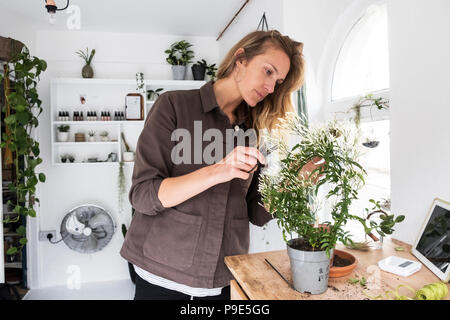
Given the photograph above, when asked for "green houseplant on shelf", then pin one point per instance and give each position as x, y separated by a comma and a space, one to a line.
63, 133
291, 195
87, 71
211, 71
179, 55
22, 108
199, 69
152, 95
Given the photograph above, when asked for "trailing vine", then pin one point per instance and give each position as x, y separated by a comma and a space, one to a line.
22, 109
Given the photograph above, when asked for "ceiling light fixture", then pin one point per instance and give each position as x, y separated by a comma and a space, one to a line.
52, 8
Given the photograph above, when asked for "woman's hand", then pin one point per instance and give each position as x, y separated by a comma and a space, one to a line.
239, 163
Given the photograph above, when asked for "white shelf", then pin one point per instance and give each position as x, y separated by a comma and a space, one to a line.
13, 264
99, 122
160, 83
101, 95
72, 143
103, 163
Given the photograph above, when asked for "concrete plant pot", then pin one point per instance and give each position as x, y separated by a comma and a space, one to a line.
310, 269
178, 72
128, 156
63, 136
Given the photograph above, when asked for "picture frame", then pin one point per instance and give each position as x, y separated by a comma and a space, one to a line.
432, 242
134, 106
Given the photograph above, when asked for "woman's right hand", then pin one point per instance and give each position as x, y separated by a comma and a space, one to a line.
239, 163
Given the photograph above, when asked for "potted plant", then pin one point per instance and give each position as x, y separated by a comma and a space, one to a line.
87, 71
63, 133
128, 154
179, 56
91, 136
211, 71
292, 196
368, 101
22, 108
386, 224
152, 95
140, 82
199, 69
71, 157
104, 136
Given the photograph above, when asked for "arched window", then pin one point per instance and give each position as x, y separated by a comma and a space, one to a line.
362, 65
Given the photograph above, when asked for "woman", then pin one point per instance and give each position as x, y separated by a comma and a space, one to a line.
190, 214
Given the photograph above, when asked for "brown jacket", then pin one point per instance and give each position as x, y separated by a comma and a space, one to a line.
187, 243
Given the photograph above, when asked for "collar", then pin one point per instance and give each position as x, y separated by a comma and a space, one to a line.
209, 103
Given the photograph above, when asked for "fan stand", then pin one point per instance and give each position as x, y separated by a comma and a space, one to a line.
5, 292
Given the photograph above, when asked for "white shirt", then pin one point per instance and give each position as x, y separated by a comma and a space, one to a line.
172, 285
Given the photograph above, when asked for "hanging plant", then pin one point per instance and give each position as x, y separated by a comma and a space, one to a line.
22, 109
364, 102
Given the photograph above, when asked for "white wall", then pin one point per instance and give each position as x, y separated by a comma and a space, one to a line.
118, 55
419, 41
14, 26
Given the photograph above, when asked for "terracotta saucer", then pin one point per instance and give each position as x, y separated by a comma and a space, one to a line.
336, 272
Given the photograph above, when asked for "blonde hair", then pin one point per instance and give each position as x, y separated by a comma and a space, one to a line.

Required work: Tally the lines in the items above that contain the string "shelf". Reply with the number alone.

Full response: 2